> [PROMPT]: Any picture in the listing is left out of the copy; all else is duplicated exactly.

> [EXTRACTED INFORMATION]:

* * * * * * *

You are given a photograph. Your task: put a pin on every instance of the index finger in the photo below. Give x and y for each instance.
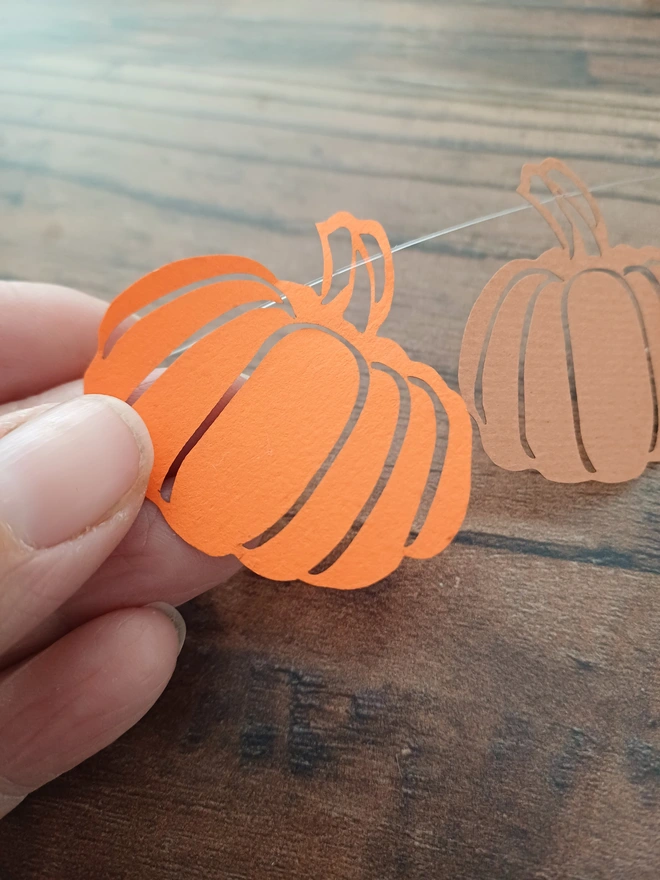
(48, 336)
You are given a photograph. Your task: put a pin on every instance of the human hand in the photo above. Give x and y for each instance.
(81, 552)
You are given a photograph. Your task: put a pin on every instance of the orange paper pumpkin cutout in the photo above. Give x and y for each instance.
(323, 391)
(561, 355)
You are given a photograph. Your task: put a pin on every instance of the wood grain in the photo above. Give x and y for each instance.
(493, 713)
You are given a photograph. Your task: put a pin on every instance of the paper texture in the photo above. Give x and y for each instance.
(561, 355)
(246, 474)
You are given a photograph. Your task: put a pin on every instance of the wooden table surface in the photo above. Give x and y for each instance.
(493, 713)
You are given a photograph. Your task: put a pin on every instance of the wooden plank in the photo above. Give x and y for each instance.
(494, 712)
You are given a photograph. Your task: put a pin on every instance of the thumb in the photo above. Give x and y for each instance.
(72, 480)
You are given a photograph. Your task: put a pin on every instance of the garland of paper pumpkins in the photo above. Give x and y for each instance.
(299, 474)
(320, 411)
(560, 360)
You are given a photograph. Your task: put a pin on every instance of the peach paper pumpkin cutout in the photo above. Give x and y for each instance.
(255, 461)
(561, 355)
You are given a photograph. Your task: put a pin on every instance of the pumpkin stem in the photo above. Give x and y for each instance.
(578, 205)
(381, 302)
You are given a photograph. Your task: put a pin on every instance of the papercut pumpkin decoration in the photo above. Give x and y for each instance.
(561, 355)
(320, 412)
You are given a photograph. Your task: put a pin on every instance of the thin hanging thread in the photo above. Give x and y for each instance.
(467, 224)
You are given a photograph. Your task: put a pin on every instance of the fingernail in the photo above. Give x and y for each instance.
(174, 617)
(66, 469)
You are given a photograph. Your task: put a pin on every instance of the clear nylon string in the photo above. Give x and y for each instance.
(467, 224)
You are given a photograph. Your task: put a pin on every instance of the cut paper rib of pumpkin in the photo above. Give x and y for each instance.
(561, 355)
(335, 459)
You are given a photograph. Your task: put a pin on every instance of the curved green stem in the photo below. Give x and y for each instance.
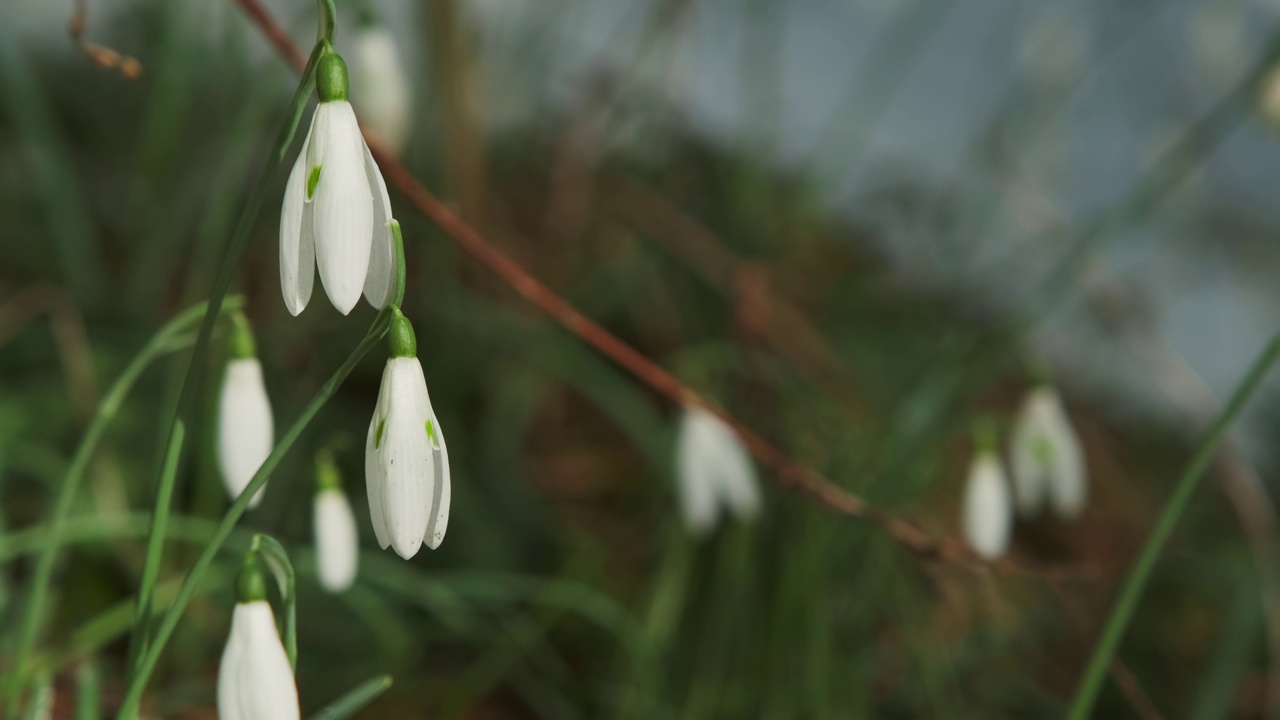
(1123, 611)
(191, 377)
(277, 560)
(151, 655)
(167, 340)
(328, 16)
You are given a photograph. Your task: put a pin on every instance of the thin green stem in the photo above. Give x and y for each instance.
(191, 377)
(151, 655)
(165, 341)
(328, 16)
(277, 560)
(1124, 607)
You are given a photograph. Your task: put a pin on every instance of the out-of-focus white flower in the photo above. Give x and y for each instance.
(713, 470)
(406, 459)
(246, 432)
(1046, 458)
(988, 513)
(337, 213)
(380, 90)
(255, 680)
(337, 541)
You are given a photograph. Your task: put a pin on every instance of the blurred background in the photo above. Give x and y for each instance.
(855, 224)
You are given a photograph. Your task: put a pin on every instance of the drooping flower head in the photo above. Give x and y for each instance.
(988, 511)
(246, 432)
(255, 679)
(713, 470)
(1046, 458)
(337, 540)
(382, 90)
(336, 212)
(406, 459)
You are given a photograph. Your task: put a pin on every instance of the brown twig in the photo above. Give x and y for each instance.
(789, 473)
(97, 54)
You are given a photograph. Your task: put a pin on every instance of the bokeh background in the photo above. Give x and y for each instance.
(856, 224)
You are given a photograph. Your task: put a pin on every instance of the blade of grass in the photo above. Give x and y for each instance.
(167, 340)
(355, 700)
(191, 377)
(147, 660)
(1091, 683)
(88, 691)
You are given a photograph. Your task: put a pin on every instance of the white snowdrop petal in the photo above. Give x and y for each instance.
(228, 678)
(246, 432)
(380, 89)
(736, 482)
(380, 281)
(987, 507)
(297, 245)
(438, 504)
(1068, 484)
(405, 458)
(374, 475)
(695, 479)
(1025, 450)
(343, 208)
(255, 679)
(337, 541)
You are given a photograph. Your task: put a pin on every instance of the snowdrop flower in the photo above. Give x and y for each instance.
(337, 542)
(380, 91)
(713, 470)
(246, 432)
(1046, 458)
(406, 460)
(988, 511)
(336, 212)
(255, 680)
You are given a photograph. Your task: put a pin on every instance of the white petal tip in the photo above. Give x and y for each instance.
(407, 550)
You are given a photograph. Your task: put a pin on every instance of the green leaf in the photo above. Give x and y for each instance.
(355, 700)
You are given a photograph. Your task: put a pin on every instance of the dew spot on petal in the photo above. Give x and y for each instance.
(312, 181)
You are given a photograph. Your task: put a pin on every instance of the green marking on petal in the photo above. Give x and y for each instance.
(1043, 451)
(312, 182)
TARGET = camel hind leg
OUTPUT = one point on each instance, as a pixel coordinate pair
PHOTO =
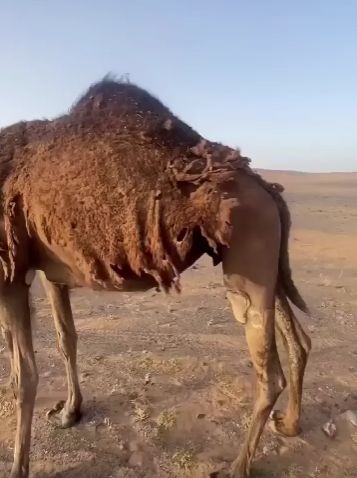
(15, 319)
(250, 270)
(69, 410)
(298, 345)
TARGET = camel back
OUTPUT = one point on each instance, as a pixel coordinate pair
(121, 186)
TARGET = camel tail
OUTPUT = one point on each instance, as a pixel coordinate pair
(286, 282)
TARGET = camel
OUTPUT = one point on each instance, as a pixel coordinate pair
(120, 194)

* * * * * * *

> [EXERCISE RESULT]:
You are given a photograph. Your task: put a pin on every instance of the index finger in the photo below. Give x and y for each instance.
(48, 336)
You are given a photograph. Your task: put a pin on every instance of the human hand in the photo above. Give x and y for each instance.
(81, 552)
You are given a photograph. Your task: put a pin on every instance of the orange paper pumpkin cutout in the photo above. Give x and y for each instance.
(323, 391)
(561, 355)
You are given a photograph. Your task: put a pin on every instance of the wood grain in the photo above. Give x and y for each instance.
(493, 713)
You are given a photograph. Your task: put a pin on every instance of the paper texture in the photo above. Give x and y for each instance.
(561, 355)
(246, 474)
You are given a photograph. Your task: put a pin on every instance of the wooden table surface in the photo above. Give x and y for each instance.
(493, 713)
You are given a photograph. Your task: put a pin on every instance of the wooden plank in the photo above. Give x and y for each instance.
(494, 712)
You are given a photograph. Your task: put a pin on every instance of the thumb in the photo above. Give x and y for each instance.
(72, 480)
You are given a photograph. Your task: put a pin on every instance of the garland of paper pumpkins in the photo above. Give x and y for each instance.
(299, 474)
(320, 411)
(560, 360)
You are given a photograph. Your task: put a pin on every instance of the peach paper pumpkin cutout in the photo above. Give x and y for each instance.
(255, 461)
(561, 355)
You are given a photograph. Your task: put a pin on every instance of the pumpkin stem in the photo above. Give x and y for each instance.
(578, 205)
(381, 302)
You are given a photograph. Your task: put a pin on every instance of the papercut pumpkin decoration in the photo above. Give x and y for each instance.
(561, 355)
(320, 412)
You are given a photograph. Your task: put a pin on every instance of the thin hanging thread in the photo above. Give x and y for each instance.
(467, 224)
You are given a photograph. Your task: put a pin on every instance of the fingernail in the photo above. Give x and y for each instance.
(174, 617)
(66, 469)
You are given a photograph. Your task: put a pin on every instance of the clear nylon string in the photo above. Give x and y for each instance.
(467, 224)
You are given a photograph. Your task: put a pin on every instance of the cut paper rib of pumpkin in the photo above. Give x and y for each instance.
(561, 355)
(335, 459)
You are given a photograph. Your task: put a pin on every instance of the curved green stem in the photo below. Give x and y for each instance.
(1123, 611)
(191, 377)
(277, 560)
(151, 655)
(167, 340)
(328, 16)
You are given a photograph. Your task: put a pin on every instance of the thin green stem in the photo above. Give x and y for each instance.
(191, 377)
(151, 655)
(165, 341)
(328, 16)
(277, 560)
(1124, 607)
You are given a photograph. Your task: put a pin on every instance of the out-of-focus white flower in the photo above. Give x and y for each instance.
(713, 470)
(406, 459)
(246, 432)
(1046, 458)
(988, 513)
(337, 213)
(380, 90)
(255, 680)
(337, 541)
You are given a photograph. Your task: put a pin on every instance of the blurred background in the photo above. Give x and y for each instance.
(855, 224)
You are given a photograph. Your task: put a pin on every instance of the drooping flower head in the photo above. Give x and y for each instance.
(988, 511)
(246, 432)
(255, 679)
(713, 470)
(1046, 458)
(337, 540)
(382, 90)
(336, 212)
(406, 459)
You are given a photograph. Your task: put a pin on every instance of the brown twig in the photo above. Give x and y for each instance.
(789, 473)
(97, 54)
You are given a photograph. Your task: put a pin on every instance of the bokeh background in the photo above. Give x and y for each instance.
(856, 224)
You are given a photograph. Your task: put a pin on every instance of the blade of grass in the photo above. Give x and y for each instance.
(167, 340)
(355, 700)
(191, 377)
(147, 660)
(1091, 683)
(88, 691)
You are given a photograph. Your task: put a pin on every instance of the white snowdrop petal in the photo above. Give x and y for each instance.
(228, 678)
(246, 432)
(380, 89)
(736, 482)
(380, 281)
(987, 507)
(297, 245)
(438, 504)
(1068, 484)
(405, 458)
(374, 475)
(695, 479)
(1025, 450)
(343, 208)
(255, 679)
(337, 541)
You are given a photograph. Your task: put a pin on every instance of the snowdrop flower in the photo above. Give x and y for each instance.
(337, 542)
(380, 91)
(713, 470)
(246, 432)
(1046, 458)
(406, 460)
(988, 511)
(336, 212)
(255, 680)
You are given a photograph. Your task: put a pin on every instance of the white petal tip in the photo above. Give x and y for each instance.
(407, 550)
You are given a photograph. Your task: put a pin on every instance of the green leaf in the photo above. Give x and y for each instance.
(355, 700)
You are given a photograph. Your task: put a pin on every instance of the dew spot on petal in the photo above. Give x and y for each instance.
(312, 181)
You are given a photograph. Your task: put a pin on every instance of the green marking on petal in the photo above. Give x and y for each instance.
(1043, 451)
(312, 182)
TARGET = camel hind leg
OUTPUT = one point on each instance, as a pixel coordinate pair
PHOTO =
(15, 319)
(250, 270)
(69, 410)
(298, 345)
TARGET = camel back
OUTPUT = one point on each instance, as a pixel coordinate pair
(121, 186)
TARGET = camel tail
OUTPUT = one point on each instance, as a pixel coordinate pair
(286, 282)
TARGET = camel
OUTPUT = one point on each instance, as a pixel coordinate pair
(120, 194)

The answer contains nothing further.